#### Given text
═══
I have not posted for a while. I have been up to my ears in the work of intern year. Really, intern year is over my head and I’m trying to swim towards the top. Overwhelming doesn’t begin to describe it.
Amidst this slow-motion drowning/birth, I frequently encounter the phrase “work-life balance”. It’s en vogue these days and everyone seems to be striving for it and I have no idea what it means anymore. I begin my workday at 6am and finish anywhere between 5-10pm, with a so-far average of 7pm. That is 13 hours a day. Given that I sleep and commute, I am left with between 2-4 hours a day of “life”, if you buy that these two entities exist in dichotomous opposition to one another. 13:2-4. Can this ratio ever equal balance? Does thinking about life in these terms even make sense? When I work, am I not also alive?
═══
#### Exercise tasks
• 1. Answer these questions about the post on intern year:
(a) What has kept the writer from posting for a while?
(b) At what time does the writer's workday begin?
(c) How many hours a day of "life" does the writer say are left after work, sleep and commuting?
• 2. Continue the post on intern year and work-life balance, starting after its last sentence.

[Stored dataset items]
═══
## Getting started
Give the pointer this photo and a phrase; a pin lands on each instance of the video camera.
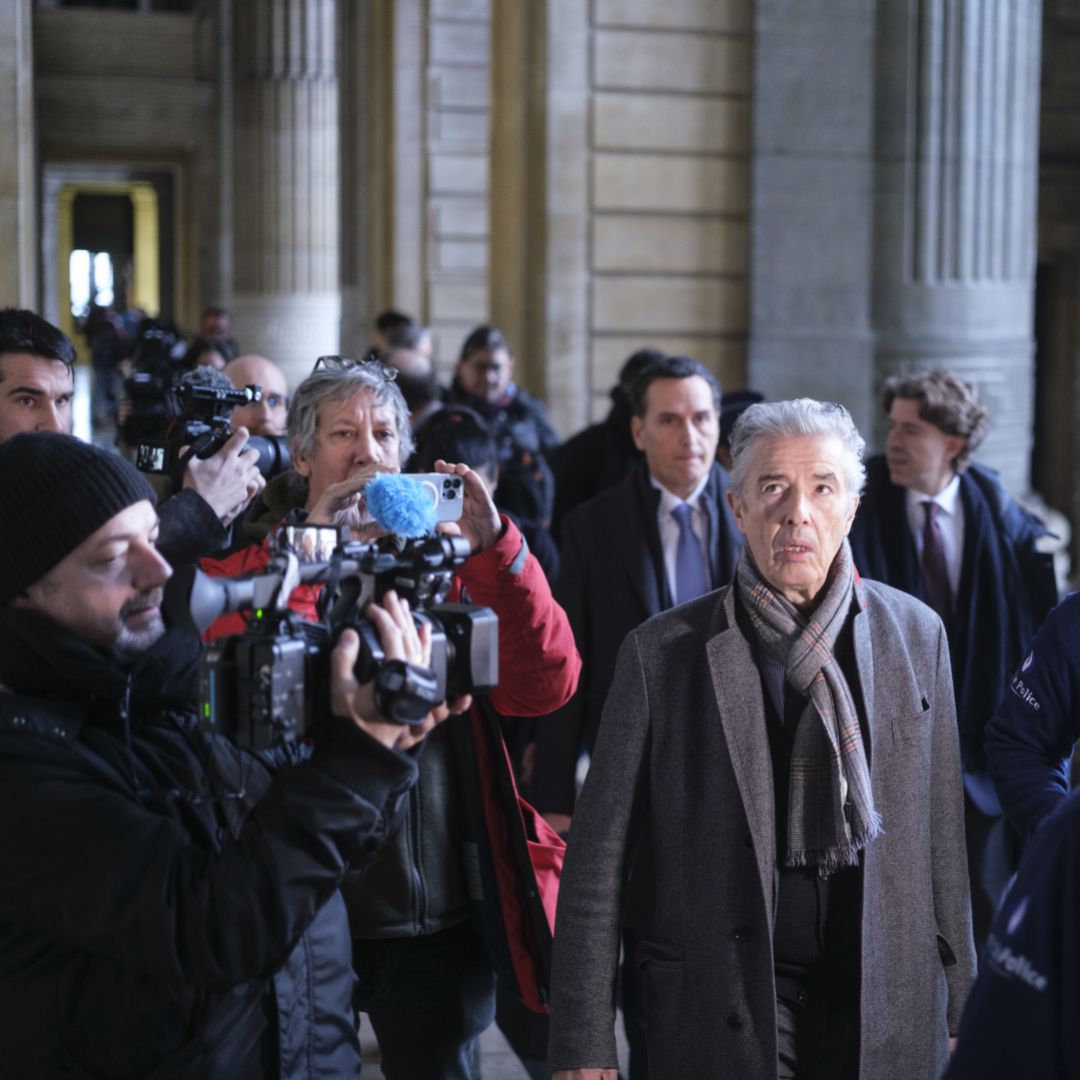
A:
(269, 685)
(204, 403)
(157, 363)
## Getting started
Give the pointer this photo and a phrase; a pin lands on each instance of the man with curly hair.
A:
(944, 529)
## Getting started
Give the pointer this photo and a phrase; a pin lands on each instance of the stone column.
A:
(539, 272)
(18, 260)
(956, 145)
(811, 202)
(286, 299)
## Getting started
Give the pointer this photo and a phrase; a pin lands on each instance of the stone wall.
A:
(457, 144)
(670, 147)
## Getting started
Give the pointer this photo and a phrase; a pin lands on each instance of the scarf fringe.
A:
(829, 861)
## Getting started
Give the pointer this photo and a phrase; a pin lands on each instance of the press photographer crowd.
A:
(297, 686)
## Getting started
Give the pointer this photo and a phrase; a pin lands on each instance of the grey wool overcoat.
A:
(683, 767)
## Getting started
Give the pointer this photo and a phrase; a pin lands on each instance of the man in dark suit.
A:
(783, 754)
(663, 536)
(944, 529)
(603, 454)
(620, 552)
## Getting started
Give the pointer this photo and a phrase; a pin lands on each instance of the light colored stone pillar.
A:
(811, 202)
(539, 274)
(18, 233)
(286, 299)
(957, 137)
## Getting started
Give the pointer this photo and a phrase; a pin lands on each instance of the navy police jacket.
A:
(1021, 1020)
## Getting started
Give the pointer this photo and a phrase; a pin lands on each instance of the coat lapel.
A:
(738, 687)
(638, 538)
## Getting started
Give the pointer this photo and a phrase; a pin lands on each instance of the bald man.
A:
(267, 417)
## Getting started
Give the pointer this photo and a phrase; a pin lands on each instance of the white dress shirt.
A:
(949, 521)
(670, 530)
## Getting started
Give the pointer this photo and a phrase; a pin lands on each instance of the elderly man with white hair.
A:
(779, 760)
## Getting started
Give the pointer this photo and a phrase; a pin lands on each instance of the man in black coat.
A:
(603, 454)
(621, 564)
(618, 569)
(484, 380)
(169, 903)
(37, 388)
(946, 531)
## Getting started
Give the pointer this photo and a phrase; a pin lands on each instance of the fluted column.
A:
(286, 299)
(957, 137)
(18, 259)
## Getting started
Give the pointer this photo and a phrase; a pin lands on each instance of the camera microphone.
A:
(206, 376)
(412, 504)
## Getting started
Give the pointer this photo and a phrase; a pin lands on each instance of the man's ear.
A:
(300, 463)
(954, 445)
(851, 514)
(736, 508)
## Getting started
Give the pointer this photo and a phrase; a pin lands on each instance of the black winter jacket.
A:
(169, 904)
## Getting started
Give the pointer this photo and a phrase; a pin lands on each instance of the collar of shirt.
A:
(669, 526)
(949, 521)
(946, 498)
(669, 500)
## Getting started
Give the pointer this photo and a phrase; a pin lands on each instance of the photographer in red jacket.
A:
(421, 966)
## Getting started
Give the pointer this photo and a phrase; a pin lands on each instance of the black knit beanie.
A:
(55, 491)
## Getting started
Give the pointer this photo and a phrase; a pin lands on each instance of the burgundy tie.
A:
(934, 569)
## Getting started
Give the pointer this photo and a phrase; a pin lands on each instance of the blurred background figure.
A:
(604, 453)
(270, 415)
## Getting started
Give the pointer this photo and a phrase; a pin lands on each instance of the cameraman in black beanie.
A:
(169, 903)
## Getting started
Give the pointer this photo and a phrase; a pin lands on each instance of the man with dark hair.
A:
(944, 529)
(36, 390)
(215, 334)
(603, 454)
(37, 381)
(774, 804)
(270, 415)
(169, 901)
(457, 433)
(483, 380)
(661, 537)
(386, 323)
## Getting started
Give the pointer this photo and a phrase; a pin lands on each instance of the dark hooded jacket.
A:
(1007, 585)
(169, 903)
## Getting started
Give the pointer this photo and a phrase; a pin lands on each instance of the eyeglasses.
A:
(373, 360)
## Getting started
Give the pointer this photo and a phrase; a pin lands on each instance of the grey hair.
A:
(338, 385)
(795, 419)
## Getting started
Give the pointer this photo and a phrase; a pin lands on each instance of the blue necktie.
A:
(691, 574)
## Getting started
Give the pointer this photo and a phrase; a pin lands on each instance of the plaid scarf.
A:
(831, 809)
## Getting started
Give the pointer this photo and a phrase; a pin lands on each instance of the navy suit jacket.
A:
(1007, 585)
(610, 581)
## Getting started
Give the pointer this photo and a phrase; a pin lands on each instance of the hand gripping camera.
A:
(204, 400)
(270, 685)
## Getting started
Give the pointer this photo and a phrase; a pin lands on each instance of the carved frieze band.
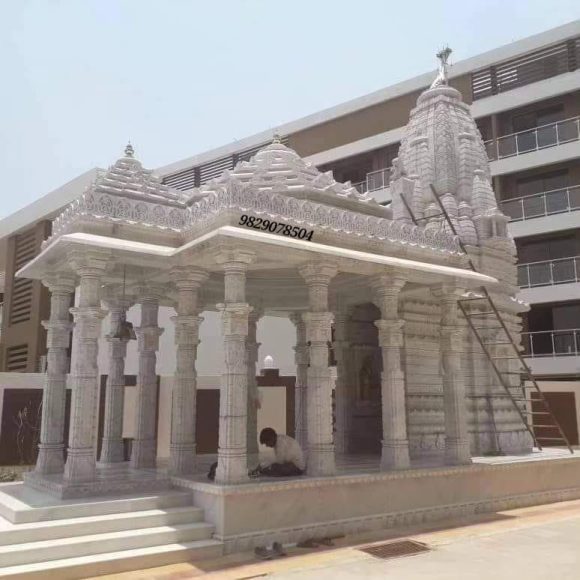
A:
(98, 207)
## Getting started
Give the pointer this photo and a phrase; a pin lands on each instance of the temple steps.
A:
(78, 539)
(89, 545)
(19, 504)
(115, 562)
(66, 528)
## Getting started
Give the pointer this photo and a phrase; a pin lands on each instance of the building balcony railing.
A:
(374, 181)
(550, 272)
(542, 204)
(534, 139)
(552, 343)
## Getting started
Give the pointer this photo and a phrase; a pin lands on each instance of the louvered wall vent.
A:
(21, 299)
(196, 176)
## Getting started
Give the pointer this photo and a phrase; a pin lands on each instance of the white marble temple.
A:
(275, 236)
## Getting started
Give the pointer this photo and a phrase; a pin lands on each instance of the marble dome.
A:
(442, 146)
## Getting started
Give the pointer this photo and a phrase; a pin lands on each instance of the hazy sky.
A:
(177, 77)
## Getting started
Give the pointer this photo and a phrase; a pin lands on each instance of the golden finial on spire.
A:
(442, 77)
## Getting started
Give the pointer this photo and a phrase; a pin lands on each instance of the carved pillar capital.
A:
(188, 278)
(390, 332)
(89, 262)
(60, 284)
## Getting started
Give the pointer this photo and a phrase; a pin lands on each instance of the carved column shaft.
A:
(318, 321)
(184, 394)
(80, 465)
(112, 450)
(342, 388)
(232, 453)
(252, 347)
(395, 449)
(144, 450)
(301, 357)
(51, 447)
(457, 450)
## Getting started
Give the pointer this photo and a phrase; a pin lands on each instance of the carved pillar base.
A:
(144, 449)
(233, 429)
(301, 357)
(51, 448)
(81, 459)
(113, 449)
(321, 460)
(184, 395)
(457, 449)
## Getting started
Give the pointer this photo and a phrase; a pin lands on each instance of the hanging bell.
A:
(124, 331)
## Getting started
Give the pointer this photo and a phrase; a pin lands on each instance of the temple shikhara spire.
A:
(443, 74)
(442, 147)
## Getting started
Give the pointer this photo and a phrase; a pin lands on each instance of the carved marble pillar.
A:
(51, 447)
(318, 321)
(88, 315)
(252, 347)
(232, 449)
(184, 394)
(395, 444)
(301, 356)
(144, 449)
(343, 386)
(454, 401)
(112, 450)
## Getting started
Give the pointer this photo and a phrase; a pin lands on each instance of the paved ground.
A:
(532, 543)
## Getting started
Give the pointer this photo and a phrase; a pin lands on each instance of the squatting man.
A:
(288, 457)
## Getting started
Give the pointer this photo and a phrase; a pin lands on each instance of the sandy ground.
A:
(533, 543)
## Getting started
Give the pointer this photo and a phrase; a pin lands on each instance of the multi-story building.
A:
(525, 97)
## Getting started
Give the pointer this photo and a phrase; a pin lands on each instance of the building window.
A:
(542, 182)
(542, 249)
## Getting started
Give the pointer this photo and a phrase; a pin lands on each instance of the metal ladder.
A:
(527, 406)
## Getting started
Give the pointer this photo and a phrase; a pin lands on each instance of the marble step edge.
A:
(63, 548)
(115, 562)
(65, 528)
(18, 512)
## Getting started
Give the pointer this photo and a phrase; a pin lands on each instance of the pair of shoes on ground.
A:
(276, 551)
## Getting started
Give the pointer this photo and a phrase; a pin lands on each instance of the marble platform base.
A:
(257, 513)
(115, 479)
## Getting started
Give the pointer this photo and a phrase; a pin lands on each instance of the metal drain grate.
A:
═══
#### Results for each task
• 1.
(a) The work of intern year.
(b) 6am.
(c) Between 2 and 4 hours.

• 2.
Let’s turn to the original arbiter of this = that: the dictionary. Merriam Webster offers nine definitions of the word “balance”, each with sub-definitions. Scanning these definitions, two jump out as being most relevant: “equality between the totals of the two sides of an account” and “physical equilibrium, or the ability to retain one’s balance.” If you accept the first definition, then I am doomed. For the next three years, and probably for the rest of my working (ahem) life (ahem ahem), I will “work” more than I “live”. The scales will never be even. The second definition seems more forgiving, balance defined subjectively, by the internal sensation of equilibrium. Yes, I can work with that.
On to “work”: “the labor, task, or duty that is one’s accustomed means of livelihood” (there’s life again) and “energy expended by natural phenomena”. Can we fit work into a box defined by what we are paid, or is work simply the natural extension of each breath we take? Should work be a distinct entity with boundaries around it, or should each aspect of life be seen as an part of the larger work of our movement through space, time, and each other’s lives?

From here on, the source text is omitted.